### WHAT TO DO
• A. In the radiation safety inspection report, do the following agree with the text? (i) The inspection took place during the week of April 29 - May 3, 2013. (ii) The reviewed Entergy procedures for respiratory protection equipment excluded self-contained breathing apparatus. (iii) Respiratory protection devices used to limit intake of radioactive materials were to be NIOSH/MSHA-certified or NRC-approved. Answer yes or no for each, quoting the deciding words.
• B. List every source the inspectors used as criteria for determining compliance, as named in the opening paragraph of the radiation safety inspection report.
• C. From the radiation safety inspection report, return the part that opens with the words containing "Cornerstone: Public Radiation" and closes with "for determining compliance.".

### PASSAGE PROVIDED
Cornerstone: Public Radiation Safety and Occupational Radiation Safety

2RS3 In-Plant Airborne Radioactivity Control and Mitigation

During the week of April 29 - May 3, 2013, the inspectors verified that in-plant airborne concentrations were being controlled to validate plant operations and to verify the practices and use of respiratory protection devices on site. The inspectors used the requirements in 10 CFR 20; the guidance in Regulatory Guide 8.15, Acceptable Programs for Respiratory Protection; Regulatory Guide 8.25, Air Sampling in the Workplace; NUREG-0041, Manual of Respiratory Protection Against Airborne Radioactive Material; technical specifications; and Entergys procedures required by technical specifications as criteria for determining compliance.

a. Inspection Scope

The inspectors reviewed the UFSAR to identify areas of the plant designed with ventilation systems and airborne monitoring instrumentation. The inspectors reviewed the UFSAR for an overview of the respiratory protection program and a description of the types of devices used. The inspectors reviewed the UFSAR, technical specifications, and emergency planning documents to identify the location and quantity of respiratory protection devices stored for emergency use. The inspectors reviewed Entergys procedures for maintenance, inspection, and use of respiratory protection equipment including self-contained breathing apparatus. Additionally, the inspectors reviewed procedures for air quality maintenance. The inspectors reviewed the reported performance indicators to identify any related to unintended dose resulting from intakes of radioactive materials.

Use of Respiratory Protection Devices

The inspectors verified that Entergy provided respiratory protective devices such that occupational doses are as low as is reasonably achievable (ALARA). As available, the inspectors selected work activities where respiratory protection devices were used to limit the intake of radioactive materials, and verified that Entergy performed an ALARA evaluation. The inspectors verified that Entergy had established means to verify that the level of protection provided by the respiratory protection devices.

The inspectors verified that respiratory protection devices used to limit the intake of radioactive materials are certified by the National Institute for Occupational Safety and Health/Mine Safety and Health Administration (NIOSH/MSHA) or had been approved by the NRC. The inspectors selected work activities where respiratory protection devices were used and verified that the devices were used consistent with their NIOSH/MSHA certification.

### Collection entries
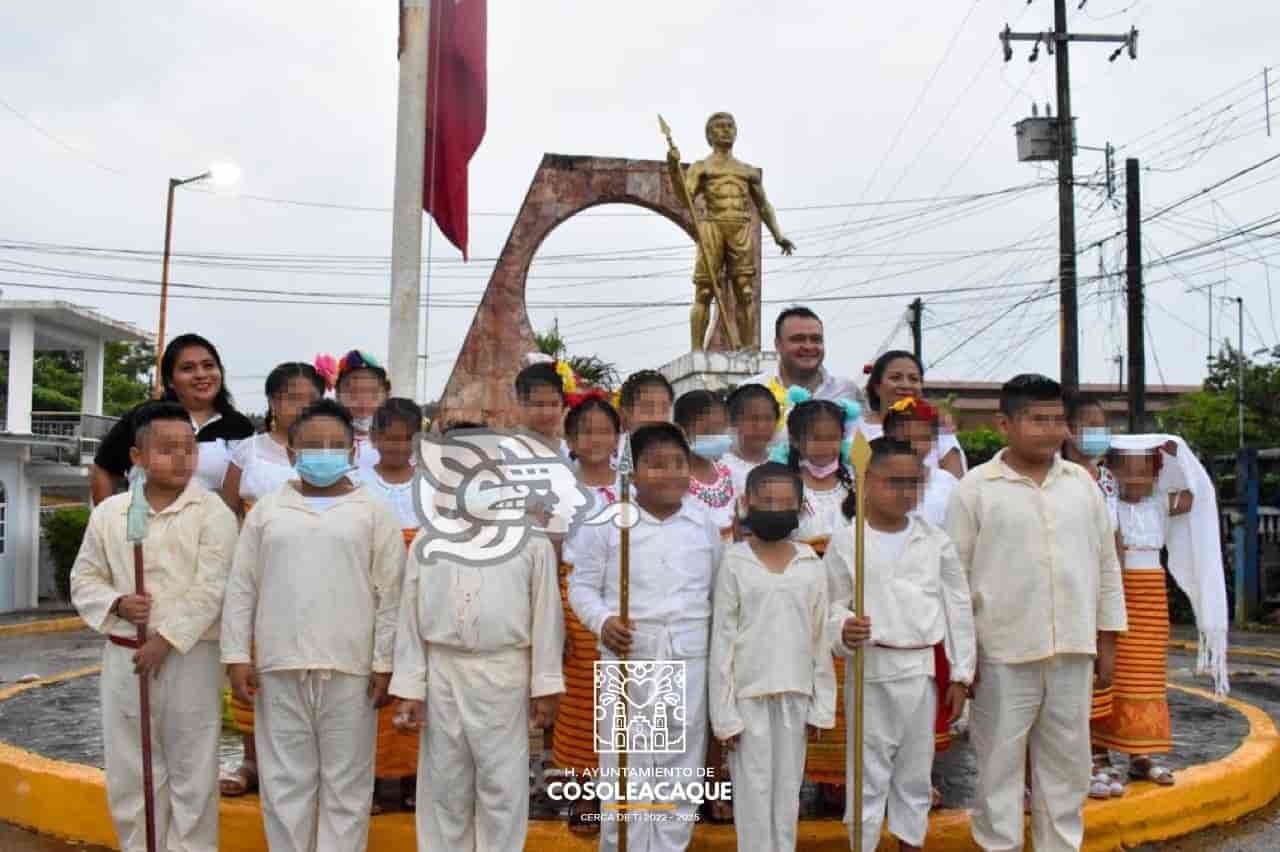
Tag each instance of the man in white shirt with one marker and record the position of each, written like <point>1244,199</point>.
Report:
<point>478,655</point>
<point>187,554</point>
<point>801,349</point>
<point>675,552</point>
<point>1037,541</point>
--
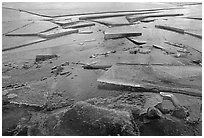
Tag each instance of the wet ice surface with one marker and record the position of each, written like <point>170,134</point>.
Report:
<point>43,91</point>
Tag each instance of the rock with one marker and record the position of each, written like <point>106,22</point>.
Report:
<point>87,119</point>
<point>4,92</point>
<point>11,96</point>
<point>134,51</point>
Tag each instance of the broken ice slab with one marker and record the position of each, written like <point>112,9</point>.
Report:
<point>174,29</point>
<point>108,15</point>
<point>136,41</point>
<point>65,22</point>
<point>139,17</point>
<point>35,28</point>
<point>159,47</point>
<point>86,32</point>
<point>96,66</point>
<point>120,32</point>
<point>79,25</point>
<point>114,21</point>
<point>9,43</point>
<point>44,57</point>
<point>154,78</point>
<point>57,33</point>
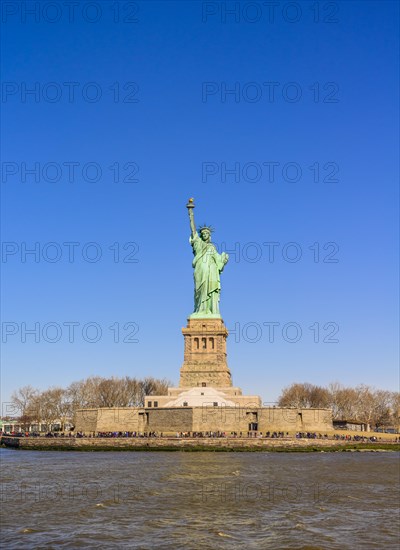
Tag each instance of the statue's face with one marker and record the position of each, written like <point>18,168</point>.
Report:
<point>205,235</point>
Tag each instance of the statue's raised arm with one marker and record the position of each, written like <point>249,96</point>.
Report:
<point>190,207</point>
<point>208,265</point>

### REPLIES
• A.
(i) Yes: "During the week of April 29 - May 3, 2013"
(ii) No: "including self-contained breathing apparatus"
(iii) Yes: "are certified by the National Institute for Occupational Safety and Health/Mine Safety and Health Administration (NIOSH/MSHA) or had been approved by the NRC"

• B.
- 10 CFR 20
- Regulatory Guide 8.15, Acceptable Programs for Respiratory Protection
- Regulatory Guide 8.25, Air Sampling in the Workplace
- NUREG-0041, Manual of Respiratory Protection Against Airborne Radioactive Material
- technical specifications
- Entergys procedures required by technical specifications

• C.
Cornerstone: Public Radiation Safety and Occupational Radiation Safety

2RS3 In-Plant Airborne Radioactivity Control and Mitigation

During the week of April 29 - May 3, 2013, the inspectors verified that in-plant airborne concentrations were being controlled to validate plant operations and to verify the practices and use of respiratory protection devices on site. The inspectors used the requirements in 10 CFR 20; the guidance in Regulatory Guide 8.15, Acceptable Programs for Respiratory Protection; Regulatory Guide 8.25, Air Sampling in the Workplace; NUREG-0041, Manual of Respiratory Protection Against Airborne Radioactive Material; technical specifications; and Entergys procedures required by technical specifications as criteria for determining compliance.